### Problem statement
Present the following entries again, word for word and in full.

Saved entries:
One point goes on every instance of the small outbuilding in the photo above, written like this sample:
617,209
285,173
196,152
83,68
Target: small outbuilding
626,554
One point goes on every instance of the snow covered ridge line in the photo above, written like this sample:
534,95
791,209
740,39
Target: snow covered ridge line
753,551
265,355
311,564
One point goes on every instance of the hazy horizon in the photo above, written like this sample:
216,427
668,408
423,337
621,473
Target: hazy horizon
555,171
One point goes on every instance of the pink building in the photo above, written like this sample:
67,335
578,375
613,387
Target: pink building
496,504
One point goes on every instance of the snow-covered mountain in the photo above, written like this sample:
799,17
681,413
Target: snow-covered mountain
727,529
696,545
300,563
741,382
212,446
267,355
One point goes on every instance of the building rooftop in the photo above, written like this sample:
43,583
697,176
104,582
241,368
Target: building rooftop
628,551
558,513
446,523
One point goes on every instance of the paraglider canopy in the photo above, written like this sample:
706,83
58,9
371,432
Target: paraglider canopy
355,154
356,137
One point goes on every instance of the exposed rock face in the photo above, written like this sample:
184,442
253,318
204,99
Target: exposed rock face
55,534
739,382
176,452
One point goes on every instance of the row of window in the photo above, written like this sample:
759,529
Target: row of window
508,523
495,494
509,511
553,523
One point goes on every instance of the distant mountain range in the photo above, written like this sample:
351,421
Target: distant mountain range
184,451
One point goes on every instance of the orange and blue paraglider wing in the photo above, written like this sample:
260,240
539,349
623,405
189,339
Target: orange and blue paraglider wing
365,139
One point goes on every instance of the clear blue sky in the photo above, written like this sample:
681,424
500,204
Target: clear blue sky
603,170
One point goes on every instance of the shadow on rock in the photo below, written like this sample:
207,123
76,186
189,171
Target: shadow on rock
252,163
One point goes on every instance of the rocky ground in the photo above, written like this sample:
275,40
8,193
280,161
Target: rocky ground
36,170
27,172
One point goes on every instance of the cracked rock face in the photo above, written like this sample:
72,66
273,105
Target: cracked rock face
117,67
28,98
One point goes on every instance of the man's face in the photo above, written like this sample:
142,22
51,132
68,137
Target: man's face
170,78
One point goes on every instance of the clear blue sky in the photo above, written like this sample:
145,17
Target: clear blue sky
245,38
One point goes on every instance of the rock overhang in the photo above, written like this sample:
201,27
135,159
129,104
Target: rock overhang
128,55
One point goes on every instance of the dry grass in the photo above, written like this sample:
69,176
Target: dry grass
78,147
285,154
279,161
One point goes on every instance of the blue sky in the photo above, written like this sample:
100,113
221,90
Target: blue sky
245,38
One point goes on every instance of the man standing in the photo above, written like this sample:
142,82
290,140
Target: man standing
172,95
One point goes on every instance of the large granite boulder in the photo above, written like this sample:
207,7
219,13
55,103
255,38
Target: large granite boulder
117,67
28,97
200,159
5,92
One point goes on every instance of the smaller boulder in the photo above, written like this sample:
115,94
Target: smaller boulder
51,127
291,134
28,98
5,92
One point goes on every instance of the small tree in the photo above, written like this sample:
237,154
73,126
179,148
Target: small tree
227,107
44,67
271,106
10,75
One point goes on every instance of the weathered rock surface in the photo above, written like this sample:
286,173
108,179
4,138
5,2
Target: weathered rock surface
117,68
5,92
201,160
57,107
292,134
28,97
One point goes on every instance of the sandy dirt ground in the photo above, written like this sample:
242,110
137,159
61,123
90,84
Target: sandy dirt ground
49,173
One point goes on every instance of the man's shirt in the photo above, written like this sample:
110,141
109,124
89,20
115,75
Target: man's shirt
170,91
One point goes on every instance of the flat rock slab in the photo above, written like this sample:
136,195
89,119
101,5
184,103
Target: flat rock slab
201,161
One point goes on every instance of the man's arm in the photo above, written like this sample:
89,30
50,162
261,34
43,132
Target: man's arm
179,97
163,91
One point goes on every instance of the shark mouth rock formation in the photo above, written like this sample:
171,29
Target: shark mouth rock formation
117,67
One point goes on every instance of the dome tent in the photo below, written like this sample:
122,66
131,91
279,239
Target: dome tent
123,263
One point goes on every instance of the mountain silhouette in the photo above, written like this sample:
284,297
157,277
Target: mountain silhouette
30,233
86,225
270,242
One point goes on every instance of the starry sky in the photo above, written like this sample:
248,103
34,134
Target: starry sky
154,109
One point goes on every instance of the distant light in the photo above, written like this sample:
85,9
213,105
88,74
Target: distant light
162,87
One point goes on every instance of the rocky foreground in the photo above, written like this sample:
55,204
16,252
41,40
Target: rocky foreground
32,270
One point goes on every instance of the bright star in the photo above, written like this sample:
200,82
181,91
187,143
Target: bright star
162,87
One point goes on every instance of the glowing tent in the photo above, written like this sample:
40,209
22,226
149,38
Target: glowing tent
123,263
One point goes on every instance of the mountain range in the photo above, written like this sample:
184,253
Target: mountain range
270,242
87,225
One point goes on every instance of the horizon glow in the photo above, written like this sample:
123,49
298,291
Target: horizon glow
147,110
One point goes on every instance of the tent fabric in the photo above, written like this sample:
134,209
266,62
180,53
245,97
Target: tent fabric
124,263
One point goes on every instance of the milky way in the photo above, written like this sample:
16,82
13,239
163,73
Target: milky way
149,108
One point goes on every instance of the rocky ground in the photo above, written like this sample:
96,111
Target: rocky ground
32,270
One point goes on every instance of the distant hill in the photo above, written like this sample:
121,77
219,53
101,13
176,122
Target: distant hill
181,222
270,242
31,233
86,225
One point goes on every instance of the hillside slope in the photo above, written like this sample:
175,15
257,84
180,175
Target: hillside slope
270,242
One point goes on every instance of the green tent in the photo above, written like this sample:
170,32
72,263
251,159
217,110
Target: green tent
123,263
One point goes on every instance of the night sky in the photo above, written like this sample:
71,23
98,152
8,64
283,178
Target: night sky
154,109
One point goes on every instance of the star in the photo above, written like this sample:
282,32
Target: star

### Task output
One point goes on every instance of the small outbuilding in the photo above, written like this sample:
617,209
285,173
196,152
83,68
Target: small outbuilding
626,554
One point goes on every instance of the snow covered ridge line in the photo above, written like this sample:
534,95
791,209
740,39
Target: snow covered ridge line
753,551
265,355
311,564
One point goes on every instance of the hazy horizon in the photo above, written like this sample:
216,427
668,408
423,337
621,473
Target: hazy horizon
555,171
One point goes on every instance of the pink building in the photo above, written like this sample:
67,335
578,375
613,387
Target: pink building
496,504
One point goes on every instance of the snow-covered mountain in the photo above, written like this sample:
799,17
681,413
Target: snow-covered mountain
727,529
696,545
300,563
741,382
212,446
267,355
One point goes on every instance of the building rooftop in the photo above, written like this sample:
43,583
697,176
104,582
241,368
Target: building rooftop
628,551
558,513
446,523
One point goes on every instance of the paraglider canopy in the photo above, written like this sample:
706,83
58,9
371,432
Target: paraglider canopy
355,154
356,137
One point goes on every instance of the exposed rock face in the photo above, written like this sample:
184,442
253,318
204,99
Target: exposed rock face
55,534
739,382
176,452
One point goes on every instance of the row of window in the photo above, written like this sample:
759,529
Target: row of window
508,523
495,494
509,511
553,523
One point goes on every instance of the distant mountain range in the photo above, written like this sample:
351,421
Target: distant mountain range
184,451
One point goes on every instance of the orange and blue paraglider wing in the photo above, written like this sample:
260,240
539,349
623,405
189,339
Target: orange and blue paraglider wing
365,139
One point goes on every instance of the clear blue sky in the photo above, written like this sample:
681,424
500,204
Target: clear blue sky
603,170
One point goes on every instance of the shadow on rock in the photo below, written like this sample:
207,123
76,186
189,171
Target: shadow on rock
252,163
One point goes on every instance of the rocky ground in the photo above, written like this sample:
275,40
8,193
280,161
Target: rocky ground
36,170
27,172
One point goes on every instance of the cracked rock face in the photo above, written like this sample:
72,66
273,105
Target: cracked rock face
117,67
28,98
One point goes on every instance of the man's face in the photo above, written like this sample:
142,22
51,132
68,137
Target: man's face
170,78
One point goes on every instance of the clear blue sky in the photo above, written like this sample:
145,17
Target: clear blue sky
245,38
One point goes on every instance of the rock overhang in the photo above, written like this sample:
201,27
135,159
129,104
Target: rock overhang
128,55
One point goes on every instance of the dry grass in the photo above, written like this sample:
69,176
Target: dry grass
78,147
285,154
279,161
One point goes on every instance of the blue sky in the photo above, written like this sample:
100,113
221,90
Target: blue sky
245,38
One point goes on every instance of the man standing in the photo above, written like this sample:
142,82
290,140
Target: man standing
172,95
One point goes on every instance of the large granite boulder in the photo above, written like this sample:
207,7
219,13
55,103
255,38
Target: large granite boulder
117,67
28,97
200,159
5,92
One point goes on every instance of the smaller boulder in the photo above, written like this sample:
115,94
Target: smaller boulder
51,127
291,134
28,98
5,92
One point goes on every instance of the small tree in the photo above, written like this sample:
237,154
73,126
179,148
Target: small tree
227,107
44,67
271,106
10,75
One point goes on every instance of the weathered rock surface in the photo above, written like this sample:
286,173
108,179
4,138
5,2
Target: weathered rock surface
117,68
5,92
201,160
57,107
292,134
28,97
One point goes on every instance of the sandy dirt ground in the photo above, written like this sample:
242,110
137,159
61,123
90,84
Target: sandy dirt ground
49,173
One point goes on every instance of the man's shirt in the photo above, written like this sample:
110,141
109,124
89,20
115,75
Target: man's shirt
170,91
One point goes on every instance of the flat rock slab in the photo above, written like this sample:
136,195
89,119
101,5
184,103
Target: flat rock slab
201,161
One point goes on every instance of the man's arm in the photo above, written like this sample:
89,30
50,162
261,34
43,132
Target: man's arm
179,97
163,91
One point goes on every instance of the shark mouth rock formation in the photo above, written like this sample:
171,29
Target: shark mouth rock formation
117,67
One point goes on every instance of the dome tent in the photo below, written like this sample:
122,66
131,91
279,239
Target: dome tent
123,263
One point goes on every instance of the mountain silhouette in the photo above, written like this sample:
284,297
157,277
Target: mountain silhouette
30,233
86,225
270,242
One point goes on every instance of the starry sky in the photo above, written like this sample:
248,103
34,134
Target: starry sky
154,109
One point goes on every instance of the distant light in the photo above, written like this sample:
85,9
213,105
88,74
Target: distant light
162,87
One point goes on every instance of the rocky foreground in the photo above, written like this sample:
55,204
16,252
41,40
Target: rocky foreground
32,270
One point goes on every instance of the bright star in the photo above, written like this sample:
200,82
181,91
187,143
Target: bright star
162,87
One point goes on every instance of the glowing tent in the photo above, written like this sample:
40,209
22,226
149,38
Target: glowing tent
123,263
One point goes on every instance of the mountain range in the photo above, written like this sample:
184,253
Target: mountain range
270,242
87,225
One point goes on every instance of the horizon glow in the photo above, written like this sample:
123,49
298,291
Target: horizon glow
147,110
One point goes on every instance of the tent fabric in the photo above, written like this sample:
134,209
266,62
180,53
245,97
Target: tent fabric
124,263
One point goes on every instance of the milky way in the photo above, written like this sample:
16,82
13,239
163,73
Target: milky way
149,108
One point goes on every instance of the rocky ground in the photo above, written like this sample:
96,111
Target: rocky ground
32,270
One point goes on every instance of the distant hill in the photo above, written like this sample:
121,77
219,53
101,13
176,122
Target: distant hill
181,222
270,242
31,233
86,225
One point goes on every instance of the hillside slope in the photo above, written like this sample:
175,15
257,84
180,175
Target: hillside slope
270,242
One point goes on every instance of the green tent in the photo above, written like this sample:
170,32
72,263
251,159
217,110
Target: green tent
123,263
One point goes on every instance of the night sky in the photo above, written like this sample:
71,23
98,152
8,64
283,178
Target: night sky
154,109
One point goes on every instance of the star in the photo above, written like this sample:
282,32
Target: star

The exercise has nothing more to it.